▶ [Objetivo A]: Nas linhas que vêm depois do texto, reescreva da linha que contém "Tag the black leggings" até a linha que contém "[[168, 161], [179, 166]]", ambas incluídas e com os pedidos, multiplicando por 0,3 cada coordenada das respostas e arredondando para inteiros, com metades para cima. Os números dos pedidos e dos exemplos de formato ficam como estão.

▶ [Bloco de texto]:
■ ■ ■ ■

"Homens com cheiro de flor", segundo longa do cearense Joe Pimentel, está sendo rodado em Quixadá. Entre ficção e realidade, o sertão é cenário para uma nova abordagem sobre os crimes de pistolagem
Contemporâneo e polêmico. O novo longa-metragem do cineasta cearense Joe Pimentel promete. As gravações se encerram esta semana, no cenário cinematográfico dos monólitos de Quixadá. Após sete semanas no Interior do Ceará, tendo passado também por Cascavel e filmado ainda em Fortaleza, o produtor-diretor e sua equipe retornarão à capital exaustos, mas aliviados, após travarem nos sets uma luta constante em busca de um elemento abundante no Ceará, mas ironicamente escasso no período das gravações: o sol.
Com um orçamento muito limitado para a proposta inicial do roteirista Emmanuel Nogueira, "Homens com cheiro de flor" promete revolver o debate sobre uma prática ainda muito comum no cenário regional: a pistolagem. Seguro e realista, Joe Pimentel não garante uma mega-produção. Precisava de R$ 2,8 milhões. Só conseguiu captar a metade desse valor.
A dedicação do elenco é um dos trunfos do diretor para superar as adversidades na produção do novo filme que, mesmo a um ano da ocasião agendada para lançamento - o 21° Cine Ceará - já está intrigando o público. Há quem o tenha associado a outros temas, como a homossexualidade. Terão surpresas. Resta ver se a expectativa se traduzirá em bilheteria capaz de fazer frente ao filme anterior de Joe, "Bezerra de Menezes - O Diário de um Espírito", seu primeiro longa, em parceria com Glauber Filho, com produção de Luiz Eduardo Girão.
Joe não descarta a possibilidade de seu primeiro longa independente mobilizar o interesse de plateias numerosas, mas, por ora, prefere ressaltar o "amor à arte" como principal motivação, em um cenário de dificuldades para a produção audiovisual, no Ceará e no plano nacional. "´Bezerra de Menezes´ surpreendeu porque atraiu um segmento específico, os espíritas", reconhece, também mantendo o pé no chão da realidade. "Poderia ser melhor. Temos excelentes profissionais, tanto na frente como atrás das câmaras. Faltam apenas recursos econômicos. Abusamos da criatividade, mas não é suficiente para conquistar espaço nesse concorrido circuito, ainda dominado pela indústria cinematográfica americana. O cinema nacional sobrevive graças às políticas de governo nessa área".

■ ■ ■ ■

(Dados de anotação de localização de objetos)

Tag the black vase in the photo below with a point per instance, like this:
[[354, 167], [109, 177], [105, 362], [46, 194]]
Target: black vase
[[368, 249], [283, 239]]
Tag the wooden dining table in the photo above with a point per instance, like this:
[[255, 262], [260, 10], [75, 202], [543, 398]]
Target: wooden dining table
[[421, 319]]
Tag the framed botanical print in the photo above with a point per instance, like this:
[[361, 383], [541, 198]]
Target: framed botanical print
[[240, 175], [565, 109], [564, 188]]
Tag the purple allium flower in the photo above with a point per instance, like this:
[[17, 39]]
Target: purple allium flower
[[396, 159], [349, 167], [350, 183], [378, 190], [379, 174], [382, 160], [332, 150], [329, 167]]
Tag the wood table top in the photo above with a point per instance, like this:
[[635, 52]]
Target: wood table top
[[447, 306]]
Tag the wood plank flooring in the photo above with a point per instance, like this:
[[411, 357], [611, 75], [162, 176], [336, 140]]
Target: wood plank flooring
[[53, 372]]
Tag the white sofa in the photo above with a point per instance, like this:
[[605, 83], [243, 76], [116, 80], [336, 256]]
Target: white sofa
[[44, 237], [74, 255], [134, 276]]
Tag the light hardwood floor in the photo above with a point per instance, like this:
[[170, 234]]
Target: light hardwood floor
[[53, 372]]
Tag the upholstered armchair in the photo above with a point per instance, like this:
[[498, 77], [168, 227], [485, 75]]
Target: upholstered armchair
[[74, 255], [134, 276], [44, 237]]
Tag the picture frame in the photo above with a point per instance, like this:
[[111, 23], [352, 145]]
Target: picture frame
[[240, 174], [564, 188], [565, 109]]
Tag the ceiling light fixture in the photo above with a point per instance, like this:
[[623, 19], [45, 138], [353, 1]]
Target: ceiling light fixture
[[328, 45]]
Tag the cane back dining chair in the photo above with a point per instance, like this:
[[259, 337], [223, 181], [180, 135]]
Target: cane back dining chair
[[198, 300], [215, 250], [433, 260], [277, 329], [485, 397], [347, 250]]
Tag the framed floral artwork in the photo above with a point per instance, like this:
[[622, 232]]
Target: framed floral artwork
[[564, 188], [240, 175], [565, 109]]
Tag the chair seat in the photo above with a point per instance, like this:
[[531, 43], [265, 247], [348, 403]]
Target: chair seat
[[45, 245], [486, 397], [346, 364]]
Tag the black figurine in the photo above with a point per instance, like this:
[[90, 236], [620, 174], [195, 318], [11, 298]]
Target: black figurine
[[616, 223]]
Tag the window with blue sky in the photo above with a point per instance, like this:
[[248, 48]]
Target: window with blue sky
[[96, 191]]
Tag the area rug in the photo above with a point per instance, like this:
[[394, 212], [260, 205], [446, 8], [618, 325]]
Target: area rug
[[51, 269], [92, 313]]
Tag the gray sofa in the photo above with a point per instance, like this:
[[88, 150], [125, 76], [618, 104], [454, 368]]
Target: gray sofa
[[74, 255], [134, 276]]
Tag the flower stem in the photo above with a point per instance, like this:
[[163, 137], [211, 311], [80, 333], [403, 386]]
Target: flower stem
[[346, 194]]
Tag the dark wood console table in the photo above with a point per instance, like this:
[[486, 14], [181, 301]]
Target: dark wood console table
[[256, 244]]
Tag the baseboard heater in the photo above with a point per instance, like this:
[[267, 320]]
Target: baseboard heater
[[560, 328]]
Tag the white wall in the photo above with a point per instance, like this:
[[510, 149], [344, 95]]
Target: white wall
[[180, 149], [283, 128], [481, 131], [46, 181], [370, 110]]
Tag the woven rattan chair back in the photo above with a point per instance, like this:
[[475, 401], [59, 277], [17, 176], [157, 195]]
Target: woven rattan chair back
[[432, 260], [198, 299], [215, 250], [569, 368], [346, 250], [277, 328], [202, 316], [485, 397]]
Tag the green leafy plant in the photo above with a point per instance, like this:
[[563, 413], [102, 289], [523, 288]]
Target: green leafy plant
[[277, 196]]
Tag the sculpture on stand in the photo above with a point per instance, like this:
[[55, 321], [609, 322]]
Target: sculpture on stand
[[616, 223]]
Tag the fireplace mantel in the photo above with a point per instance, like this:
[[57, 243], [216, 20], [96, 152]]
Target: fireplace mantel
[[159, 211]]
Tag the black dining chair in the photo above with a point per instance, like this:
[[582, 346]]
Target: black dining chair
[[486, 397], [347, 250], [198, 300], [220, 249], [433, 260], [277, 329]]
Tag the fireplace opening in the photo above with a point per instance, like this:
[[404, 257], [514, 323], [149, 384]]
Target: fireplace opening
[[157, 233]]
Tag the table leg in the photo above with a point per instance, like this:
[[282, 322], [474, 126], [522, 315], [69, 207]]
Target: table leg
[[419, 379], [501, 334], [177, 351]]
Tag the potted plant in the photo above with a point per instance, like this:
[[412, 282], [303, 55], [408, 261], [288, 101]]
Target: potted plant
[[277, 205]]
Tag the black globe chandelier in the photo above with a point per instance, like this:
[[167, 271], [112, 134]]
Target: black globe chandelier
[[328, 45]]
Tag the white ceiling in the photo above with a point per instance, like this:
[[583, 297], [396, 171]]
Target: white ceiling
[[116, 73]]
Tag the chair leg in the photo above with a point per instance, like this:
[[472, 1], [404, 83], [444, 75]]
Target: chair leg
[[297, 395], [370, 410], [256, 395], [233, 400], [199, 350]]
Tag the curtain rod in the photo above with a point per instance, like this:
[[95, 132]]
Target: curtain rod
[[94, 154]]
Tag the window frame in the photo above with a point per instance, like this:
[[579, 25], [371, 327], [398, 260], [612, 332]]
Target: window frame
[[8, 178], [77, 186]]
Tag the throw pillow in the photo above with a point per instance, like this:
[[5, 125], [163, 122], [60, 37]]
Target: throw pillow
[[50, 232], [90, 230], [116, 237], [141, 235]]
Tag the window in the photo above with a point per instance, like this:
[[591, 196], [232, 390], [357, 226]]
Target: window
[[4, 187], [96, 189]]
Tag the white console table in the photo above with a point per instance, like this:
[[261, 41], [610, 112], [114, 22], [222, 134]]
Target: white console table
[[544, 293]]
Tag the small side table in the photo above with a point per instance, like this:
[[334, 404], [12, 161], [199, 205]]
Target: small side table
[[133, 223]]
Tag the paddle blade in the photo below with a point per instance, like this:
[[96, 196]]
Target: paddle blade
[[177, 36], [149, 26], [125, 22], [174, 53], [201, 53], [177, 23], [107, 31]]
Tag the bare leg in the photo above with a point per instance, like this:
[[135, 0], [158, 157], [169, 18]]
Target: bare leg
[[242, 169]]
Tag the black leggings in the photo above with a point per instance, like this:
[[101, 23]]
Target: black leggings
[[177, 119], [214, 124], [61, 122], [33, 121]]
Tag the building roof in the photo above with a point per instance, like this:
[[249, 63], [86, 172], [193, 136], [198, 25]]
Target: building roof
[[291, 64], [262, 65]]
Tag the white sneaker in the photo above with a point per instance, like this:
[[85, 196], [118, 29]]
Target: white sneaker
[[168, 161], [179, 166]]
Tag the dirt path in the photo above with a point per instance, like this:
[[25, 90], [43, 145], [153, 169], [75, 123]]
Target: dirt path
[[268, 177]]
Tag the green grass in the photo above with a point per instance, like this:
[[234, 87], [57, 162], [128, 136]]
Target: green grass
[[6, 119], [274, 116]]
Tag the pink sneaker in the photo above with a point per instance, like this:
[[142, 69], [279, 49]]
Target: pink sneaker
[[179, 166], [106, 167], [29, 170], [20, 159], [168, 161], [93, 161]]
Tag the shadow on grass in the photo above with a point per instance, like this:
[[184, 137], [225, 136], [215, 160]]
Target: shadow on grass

■ ■ ■ ■

▶ [Objetivo B]: Diga se cada afirmação concorda com o texto sobre o filme, respondendo sim ou não e citando as palavras decisivas do texto: (i) as gravações passaram sete semanas no Interior do Ceará; (ii) a produção conseguiu captar os R$ 2,8 milhões de que precisava; (iii) "Homens com cheiro de flor" é o primeiro longa de Joe Pimentel.

▶ [Resposta escrita A]:
Tag the black leggings in the photo above with a point per instance, like this:
[[101, 23]]
Target: black leggings
[[53, 36], [64, 37], [18, 37], [10, 36]]
Tag the building roof in the photo above with a point per instance, like this:
[[249, 63], [86, 172], [193, 136], [198, 25]]
Target: building roof
[[87, 19], [79, 20]]
Tag the white sneaker in the photo above with a point per instance, like this:
[[85, 196], [118, 29]]
Target: white sneaker
[[50, 48], [54, 50]]

▶ [Resposta escrita B]:
(i) Sim: "Após sete semanas no Interior do Ceará".
(ii) Não: "Só conseguiu captar a metade desse valor."
(iii) Não: "segundo longa do cearense Joe Pimentel".